## [Supplied records]
---*---
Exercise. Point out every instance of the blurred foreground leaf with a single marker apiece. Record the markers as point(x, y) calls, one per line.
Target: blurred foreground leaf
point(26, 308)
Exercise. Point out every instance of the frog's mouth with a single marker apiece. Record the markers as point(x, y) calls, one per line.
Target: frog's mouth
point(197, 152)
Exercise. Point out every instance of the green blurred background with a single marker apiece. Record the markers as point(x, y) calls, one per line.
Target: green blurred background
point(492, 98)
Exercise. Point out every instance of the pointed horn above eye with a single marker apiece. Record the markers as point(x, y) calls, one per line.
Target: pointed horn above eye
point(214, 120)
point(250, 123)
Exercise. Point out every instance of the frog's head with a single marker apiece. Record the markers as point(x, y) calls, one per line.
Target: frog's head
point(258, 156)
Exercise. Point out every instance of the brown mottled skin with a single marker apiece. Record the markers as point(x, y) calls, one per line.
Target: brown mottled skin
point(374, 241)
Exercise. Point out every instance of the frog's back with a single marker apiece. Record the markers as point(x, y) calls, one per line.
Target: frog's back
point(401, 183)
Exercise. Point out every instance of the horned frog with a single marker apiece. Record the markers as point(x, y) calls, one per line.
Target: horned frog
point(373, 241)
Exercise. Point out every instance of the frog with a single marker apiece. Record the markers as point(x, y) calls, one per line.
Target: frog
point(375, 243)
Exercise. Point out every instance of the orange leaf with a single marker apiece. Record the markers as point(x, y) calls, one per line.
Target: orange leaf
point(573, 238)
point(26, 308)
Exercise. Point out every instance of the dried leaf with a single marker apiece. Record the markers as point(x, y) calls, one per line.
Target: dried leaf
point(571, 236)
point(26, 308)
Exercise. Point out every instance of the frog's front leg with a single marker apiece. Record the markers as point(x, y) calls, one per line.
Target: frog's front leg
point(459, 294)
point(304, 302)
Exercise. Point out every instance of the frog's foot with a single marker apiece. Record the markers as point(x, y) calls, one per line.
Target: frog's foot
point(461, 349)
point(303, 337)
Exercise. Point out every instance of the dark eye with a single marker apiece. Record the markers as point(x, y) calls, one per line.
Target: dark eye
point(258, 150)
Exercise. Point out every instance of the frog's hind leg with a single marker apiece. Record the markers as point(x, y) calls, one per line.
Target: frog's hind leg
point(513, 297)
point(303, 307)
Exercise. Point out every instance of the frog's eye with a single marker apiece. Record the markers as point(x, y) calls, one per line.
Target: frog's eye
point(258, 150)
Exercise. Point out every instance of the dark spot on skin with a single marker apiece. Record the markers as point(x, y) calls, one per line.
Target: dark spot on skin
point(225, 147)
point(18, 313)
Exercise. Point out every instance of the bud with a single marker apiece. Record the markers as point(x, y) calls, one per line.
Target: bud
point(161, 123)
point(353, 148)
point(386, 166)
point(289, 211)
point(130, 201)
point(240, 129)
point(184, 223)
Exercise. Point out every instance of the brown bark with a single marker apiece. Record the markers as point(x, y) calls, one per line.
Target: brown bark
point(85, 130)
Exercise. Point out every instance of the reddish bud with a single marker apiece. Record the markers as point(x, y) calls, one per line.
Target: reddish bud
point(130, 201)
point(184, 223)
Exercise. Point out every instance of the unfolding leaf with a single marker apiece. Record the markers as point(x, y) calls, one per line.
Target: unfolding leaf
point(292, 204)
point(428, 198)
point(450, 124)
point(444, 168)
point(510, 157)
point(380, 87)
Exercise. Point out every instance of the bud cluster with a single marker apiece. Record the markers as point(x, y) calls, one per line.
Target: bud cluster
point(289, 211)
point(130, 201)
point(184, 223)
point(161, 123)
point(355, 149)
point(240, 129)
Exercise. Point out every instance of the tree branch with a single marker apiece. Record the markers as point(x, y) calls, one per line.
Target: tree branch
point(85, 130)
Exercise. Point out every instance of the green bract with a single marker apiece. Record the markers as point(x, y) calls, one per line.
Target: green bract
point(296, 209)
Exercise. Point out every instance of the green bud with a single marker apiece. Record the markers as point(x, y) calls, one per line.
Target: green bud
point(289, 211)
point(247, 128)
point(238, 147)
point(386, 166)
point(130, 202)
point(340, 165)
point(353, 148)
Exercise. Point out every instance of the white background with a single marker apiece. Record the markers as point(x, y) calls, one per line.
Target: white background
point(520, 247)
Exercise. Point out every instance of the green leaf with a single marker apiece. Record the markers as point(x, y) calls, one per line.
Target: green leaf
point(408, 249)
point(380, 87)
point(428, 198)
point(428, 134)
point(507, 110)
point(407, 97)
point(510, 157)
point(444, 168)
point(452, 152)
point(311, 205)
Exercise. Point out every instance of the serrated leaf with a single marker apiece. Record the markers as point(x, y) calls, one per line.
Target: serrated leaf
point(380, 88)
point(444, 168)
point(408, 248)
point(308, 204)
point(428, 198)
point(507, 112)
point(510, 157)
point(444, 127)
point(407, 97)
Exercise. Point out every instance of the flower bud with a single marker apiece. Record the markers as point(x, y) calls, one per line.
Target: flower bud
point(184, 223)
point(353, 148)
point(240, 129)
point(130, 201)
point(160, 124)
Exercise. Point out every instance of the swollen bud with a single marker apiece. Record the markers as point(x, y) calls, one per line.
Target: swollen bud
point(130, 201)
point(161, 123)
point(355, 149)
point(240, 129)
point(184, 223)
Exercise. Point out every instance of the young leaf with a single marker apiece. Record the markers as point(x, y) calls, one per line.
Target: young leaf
---*---
## [Work required]
Rewrite the listing above as a numbered list, beginning at its first line and stopping after the line that contains "point(374, 241)". Leave out any blank lines.

## [Full output]
1. Exercise. Point out every instance of the blurred foreground leaf with a single marker apiece. Record the markers as point(x, y) calls, one per line.
2. Target: blurred foreground leaf
3. point(26, 308)
4. Exercise. Point out every instance of the frog's mouth with a single marker apiece. Record the markers as point(x, y) calls, one per line.
5. Target: frog's mouth
6. point(197, 152)
7. Exercise. Point out every instance of the green blurred background with a single marker apiece. Record the markers as point(x, y) calls, one per line.
8. Target: green blurred background
9. point(492, 98)
10. Exercise. Point out every instance of the pointed horn above eye with a single marker apiece. Record the markers as point(x, y) calls, one per line.
11. Target: pointed horn above eye
12. point(214, 120)
13. point(250, 123)
14. Exercise. Point out every instance of the frog's head with a single marker apiece. Record the markers as point(x, y) calls, one per line.
15. Target: frog's head
16. point(258, 156)
17. Exercise. Point out every instance of the brown mottled skin with a single marker apiece. Record the markers as point(x, y) calls, one per line.
18. Target: brown mottled skin
19. point(374, 241)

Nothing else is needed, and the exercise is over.